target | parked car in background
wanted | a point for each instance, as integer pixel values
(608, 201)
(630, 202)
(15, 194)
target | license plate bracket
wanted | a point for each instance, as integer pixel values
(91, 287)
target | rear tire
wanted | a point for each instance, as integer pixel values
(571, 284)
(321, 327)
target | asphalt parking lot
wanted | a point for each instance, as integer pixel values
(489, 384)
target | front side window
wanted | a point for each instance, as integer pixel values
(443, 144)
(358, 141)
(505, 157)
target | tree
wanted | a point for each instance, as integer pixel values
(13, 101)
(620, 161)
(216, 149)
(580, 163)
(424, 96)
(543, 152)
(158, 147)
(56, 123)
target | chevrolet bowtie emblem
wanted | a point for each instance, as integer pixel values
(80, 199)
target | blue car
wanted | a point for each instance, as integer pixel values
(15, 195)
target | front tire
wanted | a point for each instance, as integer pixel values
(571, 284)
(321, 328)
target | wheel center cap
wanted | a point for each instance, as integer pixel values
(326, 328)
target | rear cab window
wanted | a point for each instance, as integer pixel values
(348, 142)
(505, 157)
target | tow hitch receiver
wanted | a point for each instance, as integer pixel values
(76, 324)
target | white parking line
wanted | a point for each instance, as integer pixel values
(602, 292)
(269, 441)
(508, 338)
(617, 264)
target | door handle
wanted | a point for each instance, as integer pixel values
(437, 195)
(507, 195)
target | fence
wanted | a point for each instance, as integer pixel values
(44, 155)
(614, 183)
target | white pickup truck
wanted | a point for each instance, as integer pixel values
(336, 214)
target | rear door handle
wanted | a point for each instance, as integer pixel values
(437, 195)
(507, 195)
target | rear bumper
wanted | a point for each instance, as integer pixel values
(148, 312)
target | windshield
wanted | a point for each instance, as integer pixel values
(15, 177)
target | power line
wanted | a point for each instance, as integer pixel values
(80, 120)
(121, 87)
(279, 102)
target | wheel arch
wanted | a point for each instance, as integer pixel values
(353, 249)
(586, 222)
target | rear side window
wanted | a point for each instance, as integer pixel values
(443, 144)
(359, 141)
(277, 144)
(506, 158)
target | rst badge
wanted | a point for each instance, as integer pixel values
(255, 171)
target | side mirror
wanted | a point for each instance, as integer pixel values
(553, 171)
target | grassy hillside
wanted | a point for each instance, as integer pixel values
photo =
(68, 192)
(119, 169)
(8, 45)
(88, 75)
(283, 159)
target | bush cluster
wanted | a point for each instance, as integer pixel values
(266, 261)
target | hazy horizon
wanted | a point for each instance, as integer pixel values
——
• **Your assignment**
Find the string "white" in the material above, and report every line where it occurs.

• **Answer for the task**
target | white parking line
target | white pickup truck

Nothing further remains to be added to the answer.